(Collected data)

((

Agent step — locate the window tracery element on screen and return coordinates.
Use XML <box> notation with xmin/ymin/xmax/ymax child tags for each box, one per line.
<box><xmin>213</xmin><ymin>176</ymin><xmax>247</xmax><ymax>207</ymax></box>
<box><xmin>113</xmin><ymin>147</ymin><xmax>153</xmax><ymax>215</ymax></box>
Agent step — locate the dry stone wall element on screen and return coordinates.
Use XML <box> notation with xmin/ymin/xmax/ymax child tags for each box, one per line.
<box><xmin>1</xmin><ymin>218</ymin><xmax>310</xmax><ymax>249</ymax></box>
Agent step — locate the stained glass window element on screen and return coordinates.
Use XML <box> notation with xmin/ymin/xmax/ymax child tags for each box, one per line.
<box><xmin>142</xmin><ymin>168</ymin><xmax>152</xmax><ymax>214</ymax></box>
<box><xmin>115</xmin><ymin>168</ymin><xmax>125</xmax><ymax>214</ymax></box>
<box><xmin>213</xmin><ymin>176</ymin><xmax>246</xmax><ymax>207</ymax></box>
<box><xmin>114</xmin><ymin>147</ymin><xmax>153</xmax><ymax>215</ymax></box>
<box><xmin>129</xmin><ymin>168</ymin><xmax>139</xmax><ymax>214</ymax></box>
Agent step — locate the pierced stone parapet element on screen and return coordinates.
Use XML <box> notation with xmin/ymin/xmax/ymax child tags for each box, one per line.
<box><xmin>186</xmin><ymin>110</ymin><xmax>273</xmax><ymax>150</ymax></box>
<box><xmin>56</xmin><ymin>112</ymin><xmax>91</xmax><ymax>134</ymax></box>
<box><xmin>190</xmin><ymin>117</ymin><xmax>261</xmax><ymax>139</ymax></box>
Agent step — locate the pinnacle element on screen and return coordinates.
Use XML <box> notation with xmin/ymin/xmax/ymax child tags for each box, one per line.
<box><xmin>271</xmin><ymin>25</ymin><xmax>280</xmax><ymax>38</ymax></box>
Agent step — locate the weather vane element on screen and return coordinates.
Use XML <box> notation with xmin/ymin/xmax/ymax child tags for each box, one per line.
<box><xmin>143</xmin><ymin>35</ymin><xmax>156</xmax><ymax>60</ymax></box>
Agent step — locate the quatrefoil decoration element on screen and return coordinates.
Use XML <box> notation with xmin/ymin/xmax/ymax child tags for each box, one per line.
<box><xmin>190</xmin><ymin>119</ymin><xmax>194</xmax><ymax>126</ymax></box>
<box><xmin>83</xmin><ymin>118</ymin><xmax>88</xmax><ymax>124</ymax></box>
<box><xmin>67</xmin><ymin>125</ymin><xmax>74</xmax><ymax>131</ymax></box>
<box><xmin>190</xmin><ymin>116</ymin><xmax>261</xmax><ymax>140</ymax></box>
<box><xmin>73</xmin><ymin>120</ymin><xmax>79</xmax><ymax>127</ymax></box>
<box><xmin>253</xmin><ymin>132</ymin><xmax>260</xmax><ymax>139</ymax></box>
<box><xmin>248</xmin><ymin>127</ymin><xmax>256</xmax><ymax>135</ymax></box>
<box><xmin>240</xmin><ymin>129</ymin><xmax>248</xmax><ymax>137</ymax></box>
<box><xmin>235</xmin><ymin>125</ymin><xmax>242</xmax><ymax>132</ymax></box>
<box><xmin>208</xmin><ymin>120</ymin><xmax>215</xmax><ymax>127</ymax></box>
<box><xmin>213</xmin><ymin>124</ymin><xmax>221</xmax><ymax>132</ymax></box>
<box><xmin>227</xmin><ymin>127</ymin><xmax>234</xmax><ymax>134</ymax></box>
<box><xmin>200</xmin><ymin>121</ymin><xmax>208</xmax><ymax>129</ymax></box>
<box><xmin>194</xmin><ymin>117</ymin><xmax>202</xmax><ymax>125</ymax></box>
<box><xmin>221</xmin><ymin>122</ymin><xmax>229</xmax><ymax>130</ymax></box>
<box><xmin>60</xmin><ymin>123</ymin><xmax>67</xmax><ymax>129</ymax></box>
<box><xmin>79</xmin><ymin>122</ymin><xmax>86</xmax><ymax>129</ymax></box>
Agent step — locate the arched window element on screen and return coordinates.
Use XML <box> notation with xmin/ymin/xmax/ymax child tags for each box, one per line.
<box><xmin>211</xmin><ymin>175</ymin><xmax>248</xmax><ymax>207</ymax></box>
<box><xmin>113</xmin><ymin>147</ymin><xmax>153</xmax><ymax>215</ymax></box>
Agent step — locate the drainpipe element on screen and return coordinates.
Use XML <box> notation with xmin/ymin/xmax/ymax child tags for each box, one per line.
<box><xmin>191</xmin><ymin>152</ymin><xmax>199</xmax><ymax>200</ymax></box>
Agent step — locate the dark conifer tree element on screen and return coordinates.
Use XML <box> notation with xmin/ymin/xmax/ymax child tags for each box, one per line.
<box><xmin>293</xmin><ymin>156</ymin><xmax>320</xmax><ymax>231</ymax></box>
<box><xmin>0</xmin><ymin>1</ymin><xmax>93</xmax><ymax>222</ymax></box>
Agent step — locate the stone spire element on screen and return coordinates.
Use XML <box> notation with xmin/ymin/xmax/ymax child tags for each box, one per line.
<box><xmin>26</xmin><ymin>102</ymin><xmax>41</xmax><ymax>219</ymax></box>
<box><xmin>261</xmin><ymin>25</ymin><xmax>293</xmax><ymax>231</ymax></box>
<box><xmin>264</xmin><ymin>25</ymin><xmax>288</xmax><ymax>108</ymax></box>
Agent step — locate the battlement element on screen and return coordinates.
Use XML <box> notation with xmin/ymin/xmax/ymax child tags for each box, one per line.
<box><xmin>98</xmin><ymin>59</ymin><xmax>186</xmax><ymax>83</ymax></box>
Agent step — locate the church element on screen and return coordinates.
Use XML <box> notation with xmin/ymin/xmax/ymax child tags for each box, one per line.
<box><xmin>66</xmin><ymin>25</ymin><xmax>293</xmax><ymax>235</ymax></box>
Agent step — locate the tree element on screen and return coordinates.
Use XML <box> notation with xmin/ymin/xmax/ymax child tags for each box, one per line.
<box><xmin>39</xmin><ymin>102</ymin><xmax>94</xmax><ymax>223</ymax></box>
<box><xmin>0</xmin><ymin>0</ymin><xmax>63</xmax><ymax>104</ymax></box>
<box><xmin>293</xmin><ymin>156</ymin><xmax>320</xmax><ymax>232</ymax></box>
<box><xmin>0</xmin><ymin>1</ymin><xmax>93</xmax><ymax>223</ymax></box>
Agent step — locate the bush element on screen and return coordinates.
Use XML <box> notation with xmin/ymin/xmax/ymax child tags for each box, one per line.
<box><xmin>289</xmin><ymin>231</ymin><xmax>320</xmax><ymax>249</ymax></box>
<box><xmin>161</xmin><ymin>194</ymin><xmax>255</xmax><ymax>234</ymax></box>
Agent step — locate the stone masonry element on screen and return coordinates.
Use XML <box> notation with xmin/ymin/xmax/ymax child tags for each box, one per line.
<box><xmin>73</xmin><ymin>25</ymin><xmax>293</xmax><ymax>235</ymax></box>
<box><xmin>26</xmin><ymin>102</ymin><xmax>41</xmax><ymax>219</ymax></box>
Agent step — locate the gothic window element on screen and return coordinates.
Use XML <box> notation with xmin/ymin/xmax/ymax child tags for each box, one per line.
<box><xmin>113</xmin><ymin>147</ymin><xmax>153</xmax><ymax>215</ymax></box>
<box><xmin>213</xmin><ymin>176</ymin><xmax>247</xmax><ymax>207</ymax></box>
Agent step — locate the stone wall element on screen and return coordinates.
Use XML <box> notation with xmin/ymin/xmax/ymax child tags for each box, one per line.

))

Return each line among the entries that holds the word "wall".

Agent step — locate the dry stone wall element on screen and return coordinates.
Agent step — locate the stone wall element on screen and return coordinates.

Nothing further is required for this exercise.